[Instruction 1]:
Please return the part of the AFL++ binary-only fuzzing notes word for word, starting with "However, if there" and going on through "then use unicorn_mode/.".
[Instruction 2]:
In the AFL++ binary-only fuzzing notes, which mode works on MacOS on both Intel and M1?

2025-06-12 01:58:17 +00:00 · 2021-11-21 15:42:46 +01:00
parent 5ec859cece
commit 36514a2e4f
2 changed files with 245 additions and 271 deletions
--- a/docs/binaryonly_fuzzing.md
+++ b/docs/binaryonly_fuzzing.md
@ -1,225 +0,0 @@
 # Fuzzing binary-only programs with AFL++
  AFL++, libfuzzer and others are great if you have the source code, and
  it allows for very fast and coverage guided fuzzing.
  However, if there is only the binary program and no source code available,
  then standard `afl-fuzz -n` (non-instrumented mode) is not effective.
  The following is a description of how these binaries can be fuzzed with AFL++.
 ## TL;DR:
  qemu_mode in persistent mode is the fastest - if the stability is
  high enough. Otherwise try retrowrite, afl-dyninst and if these
  fail too then try standard qemu_mode with AFL_ENTRYPOINT to where you need it.
  If your target is a library use utils/afl_frida/.
  If your target is non-linux then use unicorn_mode/.
 ## QEMU
  Qemu is the "native" solution to the program.
  It is available in the ./qemu_mode/ directory and once compiled it can
  be accessed by the afl-fuzz -Q command line option.
  It is the easiest to use alternative and even works for cross-platform binaries.
  The speed decrease is at about 50%.
  However various options exist to increase the speed:
   - using AFL_ENTRYPOINT to move the forkserver entry to a later basic block in
     the binary (+5-10% speed)
   - using persistent mode [qemu_mode/README.persistent.md](../qemu_mode/README.persistent.md)
     this will result in 150-300% overall speed increase - so 3-8x the original
     qemu_mode speed!
   - using AFL_CODE_START/AFL_CODE_END to only instrument specific parts
  Note that there is also honggfuzz: [https://github.com/google/honggfuzz](https://github.com/google/honggfuzz)
  which now has a qemu_mode, but its performance is just 1.5% ...
  As it is included in AFL++ this needs no URL.
  If you like to code a customized fuzzer without much work, we highly
  recommend to check out our sister project libafl which will support QEMU
  too:
  [https://github.com/AFLplusplus/LibAFL](https://github.com/AFLplusplus/LibAFL)
 ## AFL FRIDA
  In frida_mode you can fuzz binary-only targets easily like with QEMU,
  with the advantage that frida_mode also works on MacOS (both intel and M1).
  If you want to fuzz a binary-only library then you can fuzz it with
  frida-gum via utils/afl_frida/, you will have to write a harness to
  call the target function in the library, use afl-frida.c as a template.
  Both come with AFL++ so this needs no URL.
  You can also perform remote fuzzing with frida, e.g. if you want to fuzz
  on iPhone or Android devices, for this you can use
  [https://github.com/ttdennis/fpicker/](https://github.com/ttdennis/fpicker/)

[Supplied records]:
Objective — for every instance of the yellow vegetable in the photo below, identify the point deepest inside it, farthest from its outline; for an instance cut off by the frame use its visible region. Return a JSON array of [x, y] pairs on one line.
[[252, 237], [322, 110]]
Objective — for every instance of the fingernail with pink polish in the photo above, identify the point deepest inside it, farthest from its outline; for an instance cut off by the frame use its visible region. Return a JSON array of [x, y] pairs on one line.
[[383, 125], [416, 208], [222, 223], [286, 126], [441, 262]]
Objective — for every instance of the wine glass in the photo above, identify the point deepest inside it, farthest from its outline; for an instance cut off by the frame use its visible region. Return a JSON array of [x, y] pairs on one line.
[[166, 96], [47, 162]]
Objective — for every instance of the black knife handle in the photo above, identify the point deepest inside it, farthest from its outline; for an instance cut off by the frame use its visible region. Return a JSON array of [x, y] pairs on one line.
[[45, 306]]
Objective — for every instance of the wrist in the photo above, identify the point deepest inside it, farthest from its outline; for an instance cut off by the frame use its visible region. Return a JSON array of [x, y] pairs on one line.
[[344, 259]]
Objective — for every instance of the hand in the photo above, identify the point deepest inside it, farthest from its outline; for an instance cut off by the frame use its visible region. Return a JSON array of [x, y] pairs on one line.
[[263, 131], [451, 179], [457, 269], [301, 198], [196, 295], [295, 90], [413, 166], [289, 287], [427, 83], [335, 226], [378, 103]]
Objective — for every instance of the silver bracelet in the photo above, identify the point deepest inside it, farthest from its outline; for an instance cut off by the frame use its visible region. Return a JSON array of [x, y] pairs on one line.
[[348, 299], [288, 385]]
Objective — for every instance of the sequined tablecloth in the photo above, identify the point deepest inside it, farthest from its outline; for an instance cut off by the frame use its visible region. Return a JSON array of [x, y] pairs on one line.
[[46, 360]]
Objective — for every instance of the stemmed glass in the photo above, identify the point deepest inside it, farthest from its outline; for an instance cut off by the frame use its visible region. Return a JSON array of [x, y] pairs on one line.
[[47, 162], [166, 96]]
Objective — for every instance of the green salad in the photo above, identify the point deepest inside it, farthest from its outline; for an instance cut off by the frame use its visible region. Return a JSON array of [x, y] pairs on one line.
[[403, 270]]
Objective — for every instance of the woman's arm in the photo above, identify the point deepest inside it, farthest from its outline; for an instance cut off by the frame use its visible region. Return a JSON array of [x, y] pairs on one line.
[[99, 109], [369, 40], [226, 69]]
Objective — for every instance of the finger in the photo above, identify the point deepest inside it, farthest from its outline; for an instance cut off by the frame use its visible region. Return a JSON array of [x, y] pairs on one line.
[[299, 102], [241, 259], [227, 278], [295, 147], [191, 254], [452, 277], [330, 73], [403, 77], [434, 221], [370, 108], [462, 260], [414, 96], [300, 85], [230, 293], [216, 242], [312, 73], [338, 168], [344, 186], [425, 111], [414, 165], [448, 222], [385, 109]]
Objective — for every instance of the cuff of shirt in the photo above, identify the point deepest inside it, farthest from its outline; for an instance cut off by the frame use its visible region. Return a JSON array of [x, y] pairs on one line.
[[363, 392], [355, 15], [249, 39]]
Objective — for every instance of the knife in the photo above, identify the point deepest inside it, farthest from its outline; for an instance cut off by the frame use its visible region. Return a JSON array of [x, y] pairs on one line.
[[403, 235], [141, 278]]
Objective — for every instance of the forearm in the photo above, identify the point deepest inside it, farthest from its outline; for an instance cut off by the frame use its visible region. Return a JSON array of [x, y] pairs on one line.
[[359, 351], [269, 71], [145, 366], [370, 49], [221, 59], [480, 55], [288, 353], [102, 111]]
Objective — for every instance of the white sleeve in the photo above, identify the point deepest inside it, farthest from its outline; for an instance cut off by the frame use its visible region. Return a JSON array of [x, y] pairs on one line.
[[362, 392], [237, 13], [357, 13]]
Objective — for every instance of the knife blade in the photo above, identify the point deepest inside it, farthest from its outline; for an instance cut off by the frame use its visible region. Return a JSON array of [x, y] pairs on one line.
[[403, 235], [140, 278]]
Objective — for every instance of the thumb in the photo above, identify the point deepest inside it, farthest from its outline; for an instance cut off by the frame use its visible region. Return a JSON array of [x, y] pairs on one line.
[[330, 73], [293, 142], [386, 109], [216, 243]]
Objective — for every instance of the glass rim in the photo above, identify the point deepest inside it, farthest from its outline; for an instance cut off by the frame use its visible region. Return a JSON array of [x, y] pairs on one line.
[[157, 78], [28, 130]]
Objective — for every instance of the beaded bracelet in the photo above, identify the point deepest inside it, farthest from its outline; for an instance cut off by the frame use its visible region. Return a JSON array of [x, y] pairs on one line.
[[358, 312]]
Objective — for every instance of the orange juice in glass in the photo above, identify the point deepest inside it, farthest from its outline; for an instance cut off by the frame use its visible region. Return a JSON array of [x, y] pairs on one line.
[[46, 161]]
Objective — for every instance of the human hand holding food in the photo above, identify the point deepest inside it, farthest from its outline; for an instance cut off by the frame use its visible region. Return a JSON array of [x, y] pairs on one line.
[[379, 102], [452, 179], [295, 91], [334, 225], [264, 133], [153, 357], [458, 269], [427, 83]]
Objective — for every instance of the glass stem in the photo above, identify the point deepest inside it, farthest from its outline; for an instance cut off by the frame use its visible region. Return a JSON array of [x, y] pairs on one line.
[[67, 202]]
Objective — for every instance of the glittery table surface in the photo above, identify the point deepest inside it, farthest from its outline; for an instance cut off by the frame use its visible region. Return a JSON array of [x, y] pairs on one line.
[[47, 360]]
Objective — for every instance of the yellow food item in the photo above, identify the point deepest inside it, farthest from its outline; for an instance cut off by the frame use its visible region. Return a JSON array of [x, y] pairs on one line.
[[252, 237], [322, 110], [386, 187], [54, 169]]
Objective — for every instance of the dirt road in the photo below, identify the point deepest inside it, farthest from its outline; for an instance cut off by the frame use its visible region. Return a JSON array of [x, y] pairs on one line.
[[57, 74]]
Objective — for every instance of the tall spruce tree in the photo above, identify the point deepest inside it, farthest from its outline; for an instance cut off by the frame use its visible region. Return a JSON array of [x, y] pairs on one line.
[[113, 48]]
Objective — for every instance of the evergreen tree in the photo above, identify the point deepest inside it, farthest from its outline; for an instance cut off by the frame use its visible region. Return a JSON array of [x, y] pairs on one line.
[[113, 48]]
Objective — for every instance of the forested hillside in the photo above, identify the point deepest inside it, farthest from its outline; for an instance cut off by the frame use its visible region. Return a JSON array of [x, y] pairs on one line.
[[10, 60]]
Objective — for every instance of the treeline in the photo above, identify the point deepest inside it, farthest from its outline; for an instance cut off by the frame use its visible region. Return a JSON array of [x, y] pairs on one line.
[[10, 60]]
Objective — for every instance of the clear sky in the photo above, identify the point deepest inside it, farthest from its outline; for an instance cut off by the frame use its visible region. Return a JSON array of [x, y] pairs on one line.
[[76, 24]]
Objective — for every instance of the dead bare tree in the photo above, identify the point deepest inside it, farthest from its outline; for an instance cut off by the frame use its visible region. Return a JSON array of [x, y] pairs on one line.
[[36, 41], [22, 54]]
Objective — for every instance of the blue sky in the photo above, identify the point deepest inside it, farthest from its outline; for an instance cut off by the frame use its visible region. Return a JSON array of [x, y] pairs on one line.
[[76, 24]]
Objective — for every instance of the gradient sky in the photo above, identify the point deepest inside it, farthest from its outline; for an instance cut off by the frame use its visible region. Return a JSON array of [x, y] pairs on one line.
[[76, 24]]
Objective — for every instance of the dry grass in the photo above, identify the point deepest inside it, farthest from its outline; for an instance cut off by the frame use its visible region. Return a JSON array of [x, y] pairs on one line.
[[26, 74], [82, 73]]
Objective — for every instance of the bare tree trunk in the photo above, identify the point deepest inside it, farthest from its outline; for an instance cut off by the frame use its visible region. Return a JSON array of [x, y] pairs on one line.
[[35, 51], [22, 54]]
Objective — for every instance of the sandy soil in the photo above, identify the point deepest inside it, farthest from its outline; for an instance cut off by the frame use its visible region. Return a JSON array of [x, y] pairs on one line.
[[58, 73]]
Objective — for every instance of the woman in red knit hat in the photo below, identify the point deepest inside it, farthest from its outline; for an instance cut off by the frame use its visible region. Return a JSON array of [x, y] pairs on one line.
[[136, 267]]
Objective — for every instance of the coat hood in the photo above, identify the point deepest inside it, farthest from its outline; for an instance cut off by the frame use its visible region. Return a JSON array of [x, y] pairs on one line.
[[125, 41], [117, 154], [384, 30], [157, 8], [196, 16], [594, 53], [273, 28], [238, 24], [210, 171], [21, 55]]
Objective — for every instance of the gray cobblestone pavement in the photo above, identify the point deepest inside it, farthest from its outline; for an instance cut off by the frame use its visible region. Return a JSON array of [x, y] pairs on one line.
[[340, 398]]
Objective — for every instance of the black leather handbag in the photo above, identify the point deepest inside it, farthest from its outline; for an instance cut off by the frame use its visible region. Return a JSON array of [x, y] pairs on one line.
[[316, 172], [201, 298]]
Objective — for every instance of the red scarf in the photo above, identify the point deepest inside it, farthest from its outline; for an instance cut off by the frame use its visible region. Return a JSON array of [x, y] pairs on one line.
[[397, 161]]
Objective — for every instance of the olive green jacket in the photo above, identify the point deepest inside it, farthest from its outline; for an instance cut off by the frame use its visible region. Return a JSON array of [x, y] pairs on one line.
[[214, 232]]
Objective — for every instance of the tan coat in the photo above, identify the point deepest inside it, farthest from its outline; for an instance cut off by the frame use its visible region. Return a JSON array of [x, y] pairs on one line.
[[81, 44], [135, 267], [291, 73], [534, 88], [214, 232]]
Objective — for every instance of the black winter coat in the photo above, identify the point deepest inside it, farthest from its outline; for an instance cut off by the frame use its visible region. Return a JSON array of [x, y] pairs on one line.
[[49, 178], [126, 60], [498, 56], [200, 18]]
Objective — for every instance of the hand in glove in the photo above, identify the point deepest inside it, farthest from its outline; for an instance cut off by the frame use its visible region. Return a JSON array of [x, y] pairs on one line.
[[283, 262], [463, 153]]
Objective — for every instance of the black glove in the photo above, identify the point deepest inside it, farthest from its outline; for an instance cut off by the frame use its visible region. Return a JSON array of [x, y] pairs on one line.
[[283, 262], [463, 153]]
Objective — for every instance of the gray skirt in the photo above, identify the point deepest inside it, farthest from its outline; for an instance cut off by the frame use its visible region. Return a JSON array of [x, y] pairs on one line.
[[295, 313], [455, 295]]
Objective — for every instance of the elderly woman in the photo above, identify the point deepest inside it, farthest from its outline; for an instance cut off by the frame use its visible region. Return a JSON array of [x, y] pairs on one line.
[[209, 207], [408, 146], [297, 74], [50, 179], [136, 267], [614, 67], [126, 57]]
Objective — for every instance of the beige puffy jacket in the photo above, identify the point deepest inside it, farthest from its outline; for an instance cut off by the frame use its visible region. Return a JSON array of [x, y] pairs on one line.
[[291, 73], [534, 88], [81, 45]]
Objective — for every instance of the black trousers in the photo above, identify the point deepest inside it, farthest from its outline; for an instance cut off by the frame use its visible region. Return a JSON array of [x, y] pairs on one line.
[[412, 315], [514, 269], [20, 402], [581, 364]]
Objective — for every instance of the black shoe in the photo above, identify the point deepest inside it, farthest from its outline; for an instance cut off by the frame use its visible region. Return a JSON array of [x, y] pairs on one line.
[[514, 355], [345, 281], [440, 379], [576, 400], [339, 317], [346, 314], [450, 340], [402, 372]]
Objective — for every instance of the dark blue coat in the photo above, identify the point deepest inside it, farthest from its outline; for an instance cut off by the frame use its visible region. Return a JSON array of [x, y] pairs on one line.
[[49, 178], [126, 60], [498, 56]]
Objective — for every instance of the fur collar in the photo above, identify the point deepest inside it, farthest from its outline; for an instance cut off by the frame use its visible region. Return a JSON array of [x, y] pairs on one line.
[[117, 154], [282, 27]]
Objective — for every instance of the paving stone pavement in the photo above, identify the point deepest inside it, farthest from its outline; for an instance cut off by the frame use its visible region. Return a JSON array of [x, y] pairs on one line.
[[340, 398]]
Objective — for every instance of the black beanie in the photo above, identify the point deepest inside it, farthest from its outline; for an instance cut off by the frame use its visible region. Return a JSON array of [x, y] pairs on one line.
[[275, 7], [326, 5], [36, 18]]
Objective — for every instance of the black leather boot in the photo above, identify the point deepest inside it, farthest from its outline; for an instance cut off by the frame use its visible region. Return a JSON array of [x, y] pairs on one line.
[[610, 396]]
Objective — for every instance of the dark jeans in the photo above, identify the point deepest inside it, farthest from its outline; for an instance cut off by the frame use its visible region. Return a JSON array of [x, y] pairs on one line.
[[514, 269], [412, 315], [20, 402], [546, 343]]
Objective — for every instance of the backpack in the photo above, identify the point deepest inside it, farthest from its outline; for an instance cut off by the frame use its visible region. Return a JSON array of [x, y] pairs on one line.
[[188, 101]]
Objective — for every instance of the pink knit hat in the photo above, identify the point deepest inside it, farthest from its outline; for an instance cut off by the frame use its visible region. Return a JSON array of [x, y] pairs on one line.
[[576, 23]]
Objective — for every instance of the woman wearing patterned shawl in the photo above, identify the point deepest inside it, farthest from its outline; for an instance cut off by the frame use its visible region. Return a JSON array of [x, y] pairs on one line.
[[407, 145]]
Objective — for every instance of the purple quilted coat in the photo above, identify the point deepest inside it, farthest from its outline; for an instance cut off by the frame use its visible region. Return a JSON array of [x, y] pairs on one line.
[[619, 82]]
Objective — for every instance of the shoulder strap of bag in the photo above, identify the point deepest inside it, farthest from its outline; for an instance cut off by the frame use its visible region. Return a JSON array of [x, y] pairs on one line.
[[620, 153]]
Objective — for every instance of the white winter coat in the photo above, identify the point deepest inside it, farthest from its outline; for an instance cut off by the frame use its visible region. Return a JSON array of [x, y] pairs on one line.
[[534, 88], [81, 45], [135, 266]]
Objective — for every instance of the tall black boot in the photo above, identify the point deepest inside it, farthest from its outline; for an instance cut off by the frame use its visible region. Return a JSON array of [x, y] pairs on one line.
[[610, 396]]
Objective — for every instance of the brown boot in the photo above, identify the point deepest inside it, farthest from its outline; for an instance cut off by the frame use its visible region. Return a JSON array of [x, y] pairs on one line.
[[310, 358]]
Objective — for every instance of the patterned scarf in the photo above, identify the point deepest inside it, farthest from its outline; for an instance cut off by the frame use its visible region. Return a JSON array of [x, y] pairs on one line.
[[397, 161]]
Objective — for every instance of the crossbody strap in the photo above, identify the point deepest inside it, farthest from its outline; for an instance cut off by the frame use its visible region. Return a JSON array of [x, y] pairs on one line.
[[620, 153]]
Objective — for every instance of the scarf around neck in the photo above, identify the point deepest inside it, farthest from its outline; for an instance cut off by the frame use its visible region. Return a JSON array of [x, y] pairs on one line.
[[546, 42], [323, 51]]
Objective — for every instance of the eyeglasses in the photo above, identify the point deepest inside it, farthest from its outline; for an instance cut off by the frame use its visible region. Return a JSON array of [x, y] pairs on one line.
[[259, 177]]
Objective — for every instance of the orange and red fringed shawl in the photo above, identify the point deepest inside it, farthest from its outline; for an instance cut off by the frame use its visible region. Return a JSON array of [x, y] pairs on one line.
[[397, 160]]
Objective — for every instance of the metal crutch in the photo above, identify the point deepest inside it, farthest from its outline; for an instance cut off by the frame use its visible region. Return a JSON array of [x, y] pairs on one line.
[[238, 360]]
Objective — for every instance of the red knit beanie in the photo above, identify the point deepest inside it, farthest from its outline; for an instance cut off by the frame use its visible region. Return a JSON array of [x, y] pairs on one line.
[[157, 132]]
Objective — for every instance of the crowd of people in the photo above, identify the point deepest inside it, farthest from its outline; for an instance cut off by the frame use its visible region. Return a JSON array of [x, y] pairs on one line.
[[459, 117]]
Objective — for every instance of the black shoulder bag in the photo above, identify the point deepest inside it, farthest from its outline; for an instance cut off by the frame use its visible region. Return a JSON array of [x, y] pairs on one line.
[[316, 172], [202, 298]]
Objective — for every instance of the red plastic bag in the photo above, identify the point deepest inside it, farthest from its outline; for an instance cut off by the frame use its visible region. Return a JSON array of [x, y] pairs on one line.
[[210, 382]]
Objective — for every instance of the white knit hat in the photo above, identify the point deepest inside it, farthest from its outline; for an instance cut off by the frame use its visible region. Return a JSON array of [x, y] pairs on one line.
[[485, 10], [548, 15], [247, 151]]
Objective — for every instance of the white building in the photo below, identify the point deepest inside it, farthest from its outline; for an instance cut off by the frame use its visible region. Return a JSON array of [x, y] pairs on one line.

[Result 1]:
However, if there is only the binary program and no source code available,
  then standard `afl-fuzz -n` (non-instrumented mode) is not effective.
  The following is a description of how these binaries can be fuzzed with AFL++.
 ## TL;DR:
  qemu_mode in persistent mode is the fastest - if the stability is
  high enough. Otherwise try retrowrite, afl-dyninst and if these
  fail too then try standard qemu_mode with AFL_ENTRYPOINT to where you need it.
  If your target is a library use utils/afl_frida/.
  If your target is non-linux then use unicorn_mode/.

[Result 2]:
frida_mode